■ **EXERCISE OBJECTIVE**: In the records below, swap "dermoscopic image" for "photograph" wherever it occurs and reproduce every line with nothing else altered.

* * *

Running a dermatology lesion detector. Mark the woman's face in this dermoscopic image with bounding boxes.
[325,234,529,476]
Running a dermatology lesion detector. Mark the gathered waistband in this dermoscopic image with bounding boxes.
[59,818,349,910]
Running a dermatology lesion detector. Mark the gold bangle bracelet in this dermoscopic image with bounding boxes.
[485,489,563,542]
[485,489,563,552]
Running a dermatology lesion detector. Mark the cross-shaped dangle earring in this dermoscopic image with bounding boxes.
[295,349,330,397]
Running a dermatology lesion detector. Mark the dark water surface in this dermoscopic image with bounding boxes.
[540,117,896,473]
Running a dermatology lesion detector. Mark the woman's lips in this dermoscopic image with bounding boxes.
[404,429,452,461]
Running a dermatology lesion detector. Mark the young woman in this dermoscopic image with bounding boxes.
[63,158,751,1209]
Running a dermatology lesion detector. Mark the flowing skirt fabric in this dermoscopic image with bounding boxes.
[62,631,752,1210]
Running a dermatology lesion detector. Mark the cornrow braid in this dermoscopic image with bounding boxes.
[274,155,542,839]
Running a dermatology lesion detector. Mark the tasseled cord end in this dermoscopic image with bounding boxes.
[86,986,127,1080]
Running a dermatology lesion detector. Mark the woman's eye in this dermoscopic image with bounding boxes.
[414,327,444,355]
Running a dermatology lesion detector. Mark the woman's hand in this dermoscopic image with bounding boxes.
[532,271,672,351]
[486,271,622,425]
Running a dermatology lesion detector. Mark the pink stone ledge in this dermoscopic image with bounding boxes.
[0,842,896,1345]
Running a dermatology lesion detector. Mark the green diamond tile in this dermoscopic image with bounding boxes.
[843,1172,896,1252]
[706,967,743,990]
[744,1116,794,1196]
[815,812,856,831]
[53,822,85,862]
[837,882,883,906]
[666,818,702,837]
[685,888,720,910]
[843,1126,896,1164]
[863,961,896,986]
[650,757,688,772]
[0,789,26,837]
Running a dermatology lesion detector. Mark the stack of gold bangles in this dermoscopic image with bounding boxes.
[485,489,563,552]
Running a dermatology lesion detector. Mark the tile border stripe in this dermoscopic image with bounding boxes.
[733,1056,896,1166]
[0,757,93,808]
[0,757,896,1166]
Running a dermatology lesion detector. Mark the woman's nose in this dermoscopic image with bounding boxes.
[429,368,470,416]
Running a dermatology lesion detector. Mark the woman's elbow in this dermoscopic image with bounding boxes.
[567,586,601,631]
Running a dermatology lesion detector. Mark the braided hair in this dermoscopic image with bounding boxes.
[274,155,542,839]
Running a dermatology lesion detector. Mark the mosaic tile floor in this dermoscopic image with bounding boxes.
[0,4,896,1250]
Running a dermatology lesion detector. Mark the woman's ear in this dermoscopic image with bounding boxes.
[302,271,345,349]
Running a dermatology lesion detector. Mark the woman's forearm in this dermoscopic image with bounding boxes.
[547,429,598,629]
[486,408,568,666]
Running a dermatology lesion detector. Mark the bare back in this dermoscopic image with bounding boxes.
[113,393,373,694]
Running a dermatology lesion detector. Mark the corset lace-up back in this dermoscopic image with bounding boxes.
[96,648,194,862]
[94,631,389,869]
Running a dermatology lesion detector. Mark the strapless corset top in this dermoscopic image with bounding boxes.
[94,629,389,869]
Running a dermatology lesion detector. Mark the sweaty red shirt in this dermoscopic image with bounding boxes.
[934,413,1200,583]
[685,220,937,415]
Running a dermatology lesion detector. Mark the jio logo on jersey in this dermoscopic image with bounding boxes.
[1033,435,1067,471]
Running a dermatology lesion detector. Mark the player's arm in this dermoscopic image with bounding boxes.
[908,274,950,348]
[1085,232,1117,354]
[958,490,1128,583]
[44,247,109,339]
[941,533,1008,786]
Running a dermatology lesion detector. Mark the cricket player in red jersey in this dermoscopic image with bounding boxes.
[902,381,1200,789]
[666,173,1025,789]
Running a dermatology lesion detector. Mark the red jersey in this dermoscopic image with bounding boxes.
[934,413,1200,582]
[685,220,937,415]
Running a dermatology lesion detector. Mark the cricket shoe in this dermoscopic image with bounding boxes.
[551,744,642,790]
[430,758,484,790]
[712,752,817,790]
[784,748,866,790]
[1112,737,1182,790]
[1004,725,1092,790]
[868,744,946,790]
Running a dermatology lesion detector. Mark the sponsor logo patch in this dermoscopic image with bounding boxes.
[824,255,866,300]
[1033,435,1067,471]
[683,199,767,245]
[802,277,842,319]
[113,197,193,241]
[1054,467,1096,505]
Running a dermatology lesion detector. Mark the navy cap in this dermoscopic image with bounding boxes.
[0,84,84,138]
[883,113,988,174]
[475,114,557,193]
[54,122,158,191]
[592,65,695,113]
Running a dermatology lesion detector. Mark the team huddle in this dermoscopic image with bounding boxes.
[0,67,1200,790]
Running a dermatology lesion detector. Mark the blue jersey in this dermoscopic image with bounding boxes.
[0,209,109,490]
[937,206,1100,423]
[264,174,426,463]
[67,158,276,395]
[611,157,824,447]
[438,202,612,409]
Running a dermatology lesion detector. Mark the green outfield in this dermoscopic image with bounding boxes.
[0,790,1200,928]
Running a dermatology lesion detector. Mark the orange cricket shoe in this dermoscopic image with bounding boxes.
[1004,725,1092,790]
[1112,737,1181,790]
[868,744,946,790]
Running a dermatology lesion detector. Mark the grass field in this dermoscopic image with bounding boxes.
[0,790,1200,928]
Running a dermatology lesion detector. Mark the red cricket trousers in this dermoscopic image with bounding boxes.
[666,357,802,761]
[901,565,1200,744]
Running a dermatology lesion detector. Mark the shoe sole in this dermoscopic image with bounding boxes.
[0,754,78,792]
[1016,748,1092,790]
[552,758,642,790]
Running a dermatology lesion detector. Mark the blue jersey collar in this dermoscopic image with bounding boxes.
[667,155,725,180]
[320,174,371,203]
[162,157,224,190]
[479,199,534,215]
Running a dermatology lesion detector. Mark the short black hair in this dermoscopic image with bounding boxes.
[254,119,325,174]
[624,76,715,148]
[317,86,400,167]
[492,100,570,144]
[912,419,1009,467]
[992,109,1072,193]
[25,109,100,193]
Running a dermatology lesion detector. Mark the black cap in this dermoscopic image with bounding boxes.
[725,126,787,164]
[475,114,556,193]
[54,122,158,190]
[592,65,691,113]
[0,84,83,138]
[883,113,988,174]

* * *

■ **ANSWER TO THE PROBLEM**:
Running a dermatology lesion detector. Mark the woman's face in this photograph with bounding boxes.
[325,234,529,476]
Running a dermatology lesion detector. Mark the gathered waistband in this photograph with bounding boxes.
[59,818,349,910]
Running a dermatology lesion detector. Mark the gold bangle bracelet in this photograph with bounding boxes.
[485,489,563,542]
[485,489,563,552]
Running a dermatology lesion detector. Mark the cross-shaped dangle earring in this photograph with bounding boxes.
[295,349,330,397]
Running a dermatology lesion detector. Mark the dark water surface in this photograph with bounding boxes.
[540,117,896,473]
Running a dermatology lesion detector. Mark the woman's lips in this photograph with bounding boxes.
[404,429,452,461]
Running a dermatology lesion detector. Mark the young woman in this photograph with bounding boxes.
[63,158,751,1209]
Running a dermatology lesion detector. Mark the flowing skirt fabric in this photograph with bounding boxes.
[62,631,752,1210]
Running a dermatology lesion detector. Mark the cornrow braid in this photograph with bounding boxes.
[274,155,542,839]
Running a dermatology lesion detector. Mark the tasseled cord end in this photograph with bounding boxes.
[86,986,127,1080]
Running a dermatology lesion detector. Mark the woman's eye in this photograph with bounding boxes.
[414,327,444,355]
Running a dermatology lesion detector. Mark the woman's hand in this photograph with bounding boxes.
[532,271,672,351]
[486,271,622,425]
Running a dermatology lesion detector. Mark the pink stone ledge in this photograph with bounding boxes.
[0,842,896,1345]
Running a dermatology lesion detector. Mark the green diamond tile in this photograph with bounding boxes.
[843,1172,896,1252]
[706,967,743,990]
[744,1116,794,1196]
[815,812,856,831]
[53,822,85,862]
[837,882,883,906]
[666,818,702,837]
[685,888,720,910]
[843,1126,896,1164]
[863,961,896,986]
[650,757,688,772]
[0,789,26,837]
Running a dermatology lesion detector. Mark the stack of gold bangles in this photograph with bounding boxes.
[485,489,563,552]
Running a dermatology lesion detector. Mark the tile border stripe in this photograph with bounding boxes.
[733,1056,896,1166]
[0,757,93,808]
[0,757,896,1166]
Running a dermatology lesion detector. Mark the woman's nose in this photograph with bounding boxes.
[429,368,470,416]
Running a dermatology lesion detector. Mark the woman's elbow in this photograph with bounding boxes.
[567,586,601,631]
Running a dermatology lesion detector. Mark the braided hair in this photograph with bounding boxes.
[274,155,542,839]
Running a dermatology lesion detector. Mark the mosaic tile floor in this photograph with bounding boxes.
[0,4,896,1250]
Running a dermatology lesion detector. Mark the woman's ear in this photograph with bounding boxes.
[302,271,345,349]
Running a dermatology lesion detector. Mark the woman's forearm in this photograph with bounding boxes.
[547,429,598,629]
[486,408,568,666]
Running a dermatology lesion detector. Mark the bare back in this photograph with bounding boxes.
[113,393,373,694]
Running a dermatology lesion detector. Mark the corset lace-up back in this photograph with bounding boxes.
[96,648,194,862]
[94,631,389,869]
Running a dermatology lesion detector. Mark the strapless corset top in this photograph with bounding boxes.
[94,629,389,869]
Running a dermatology lesion detector. Mark the sweaty red shirt in this photograph with bounding boxes.
[934,413,1200,583]
[685,220,937,415]
Running a dermatology lesion detector. Mark the jio logo on jersey in this photograph with bounding boxes.
[1033,435,1067,471]
Running a dermatology lesion detector. Mark the player's arm in this photograph with bounding boxes.
[908,274,950,348]
[1085,232,1117,354]
[958,490,1128,583]
[44,247,109,339]
[941,533,1008,786]
Running a dermatology lesion detector. Mark the cricket player in red jersey in this photograph with bounding boxes.
[902,381,1200,789]
[666,173,1025,789]
Running a dermatology lesion detector. Mark the red jersey in this photograph with bounding boxes.
[934,413,1200,582]
[685,220,937,415]
Running a dermatology lesion detector. Mark the cricket shoe in this photograph with bounding boxes.
[551,744,642,790]
[430,758,484,790]
[712,752,817,790]
[784,748,866,790]
[1112,737,1182,790]
[1004,725,1092,790]
[868,744,946,790]
Running a dermatology lesion detector. Mark the sponsor logo patch in this photograph with bounding boxes.
[824,255,866,300]
[1033,435,1067,471]
[683,199,767,245]
[802,277,842,319]
[113,197,193,241]
[1054,467,1096,505]
Running a dermatology lesion detector. Mark the navy cap in this photograph with bounding boxes.
[0,84,84,138]
[883,113,988,174]
[475,114,557,193]
[54,122,158,191]
[592,65,695,113]
Running a dermatology lesion detector. Mark the team huddle in this photograph with bounding boxes.
[0,67,1200,790]
Running a dermatology lesion detector. Mark the blue jersey in this photograph with bounding boxes.
[0,209,109,490]
[937,206,1100,423]
[264,174,426,463]
[67,158,276,395]
[611,157,824,447]
[438,202,612,409]
Running a dermatology lesion detector. Mark the green outfield in this photograph with bounding boxes.
[0,790,1200,928]
Running a dermatology lesion detector. Mark the orange cricket shoe in this photograph with bounding boxes.
[1004,725,1092,790]
[1112,737,1181,790]
[868,744,946,790]
Running a dermatology lesion detector. Mark the grass field in this photograph with bounding boxes.
[0,790,1200,928]
Running a dermatology lesion detector. Mark the red cricket trousers in this photograph with bounding boxes.
[666,357,802,761]
[901,565,1200,744]
Running a dermatology lesion detector. Mark the shoe sole in this photograph with bounding boxes.
[0,754,78,792]
[1016,748,1092,790]
[552,758,642,790]
Running a dermatology lesion detector. Mark the blue jersey collar in this photograph with bounding boxes.
[667,155,725,180]
[320,174,371,203]
[162,157,224,190]
[479,199,534,215]
Running a dermatology lesion detector. Mark the short black hair in this photograph with bounding boxes.
[254,119,325,174]
[624,76,715,148]
[317,86,400,167]
[492,100,570,144]
[912,419,1009,467]
[992,109,1072,193]
[25,109,100,193]
Running a dermatology lesion detector. Mark the black cap in this photograph with bounding boxes.
[725,126,787,164]
[475,114,556,193]
[54,122,158,190]
[592,65,691,113]
[0,84,83,138]
[883,113,988,174]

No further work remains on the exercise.